▶ Set exercise 1
In the entries that follow the Mnemonic email, could you substitute "Target" for every "Query", keep everything else unchanged, and leave the pictures out?

▶ Passage
========================

Hi Yanping

This is very interesting and timely. Would love to contribute, participate
etc. 

thx
debo

On 2/21/16, 11:47 AM, "Wang, Yanping" <yanping.w...@intel.com> wrote:

>Hi all 
>
>We'd like to start a discussion regarding a proposal to submit Mnemonic
>to the Apache Incubator.
>
>The proposal text is available on the Wiki here:
>https://wiki.apache.org/incubator/MnemonicProposal
>
>and pasted below for convenience.
>
>We are excited to make this proposal, and look forward to the community's
>input!
>
>Best,
>Yanping
>
>
>= Mnemonic Proposal =
>=== Abstract ===
>Mnemonic is a Java based non-volatile memory library for in-place
>structured data processing and computing. It is a solution for generic
>object and block persistence on heterogeneous block and byte-addressable
>devices, such as DRAM, persistent memory, NVMe, SSD, and cloud network
>storage.
>
>=== Proposal ===
>Mnemonic is a structured data persistence in-memory in-place library for
>Java-based applications and frameworks. It provides unified interfaces
>for data manipulation on heterogeneous block/byte-addressable devices,
>such as DRAM, persistent memory, NVMe, SSD, and cloud network devices.
>
>The design motivation for this project is to create a non-volatile
>programming paradigm for in-memory data object persistence, in-memory
>data objects caching, and JNI-less IPC.
>Mnemonic simplifies the usage of data object caching, persistence, and
>JNI-less IPC for massive object oriented structural datasets.
>
>Mnemonic defines Non-Volatile Java objects that store data fields in
>persistent memory and storage. During the program runtime, only methods
>and volatile fields are instantiated in Java heap, Non-Volatile data
>fields are directly accessed via GET/SET operation to and from persistent
>memory and storage. Mnemonic avoids SerDes and significantly reduces
>amount of garbage in Java heap.
>
>Major features of Mnemonic:
>* Provides an abstract level of viewpoint to utilize heterogeneous
>block/byte-addressable device as a whole (e.g., DRAM, persistent memory,
>NVMe, SSD, HD, cloud network Storage).
>* Provides seamless support object oriented design and programming
>without adding burden to transfer object data to different form.

========================

▶ Records for processing
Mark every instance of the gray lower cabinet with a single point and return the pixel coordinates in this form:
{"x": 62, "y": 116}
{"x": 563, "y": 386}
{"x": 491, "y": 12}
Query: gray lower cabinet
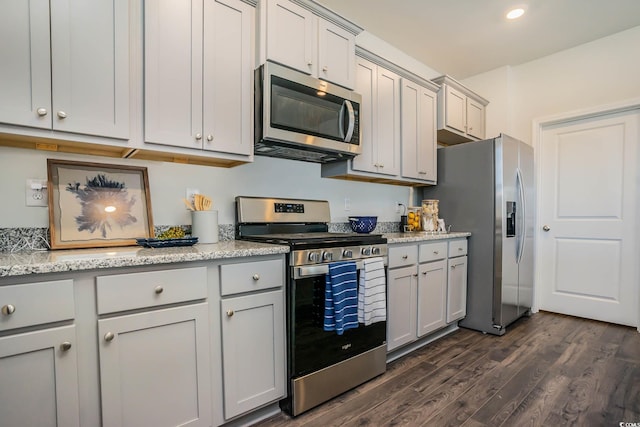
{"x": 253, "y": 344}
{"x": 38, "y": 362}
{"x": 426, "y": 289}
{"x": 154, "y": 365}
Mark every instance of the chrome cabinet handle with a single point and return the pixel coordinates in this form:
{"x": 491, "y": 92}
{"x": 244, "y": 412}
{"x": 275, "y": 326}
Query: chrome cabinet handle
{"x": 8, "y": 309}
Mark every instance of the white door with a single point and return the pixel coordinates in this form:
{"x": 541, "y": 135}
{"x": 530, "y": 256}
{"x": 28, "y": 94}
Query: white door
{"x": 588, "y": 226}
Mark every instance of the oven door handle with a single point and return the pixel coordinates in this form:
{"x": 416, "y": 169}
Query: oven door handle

========================

▶ Set exercise 2
Can you reproduce the part of the Mnemonic email word for word, starting at "This is very" and ending at "the Apache Incubator."?

▶ Reply 1
Mark every instance of the gray lower cabinet with a single point and return the pixel coordinates in this form:
{"x": 62, "y": 116}
{"x": 563, "y": 386}
{"x": 491, "y": 12}
Target: gray lower cabinet
{"x": 253, "y": 344}
{"x": 38, "y": 362}
{"x": 426, "y": 289}
{"x": 154, "y": 365}
Mark every instance of the chrome cabinet handle with a single point and return the pixel coordinates in this form:
{"x": 491, "y": 92}
{"x": 244, "y": 412}
{"x": 275, "y": 326}
Target: chrome cabinet handle
{"x": 8, "y": 309}
Mark every instance of the white door with a single point and return the pixel coordinates in this form:
{"x": 541, "y": 135}
{"x": 530, "y": 256}
{"x": 28, "y": 94}
Target: white door
{"x": 588, "y": 226}
Mark every instance of the oven door handle with a single point and return the pixel coordinates in this form:
{"x": 416, "y": 169}
Target: oven door handle

▶ Reply 2
This is very interesting and timely. Would love to contribute, participate
etc. 

thx
debo

On 2/21/16, 11:47 AM, "Wang, Yanping" <yanping.w...@intel.com> wrote:

>Hi all 
>
>We'd like to start a discussion regarding a proposal to submit Mnemonic
>to the Apache Incubator.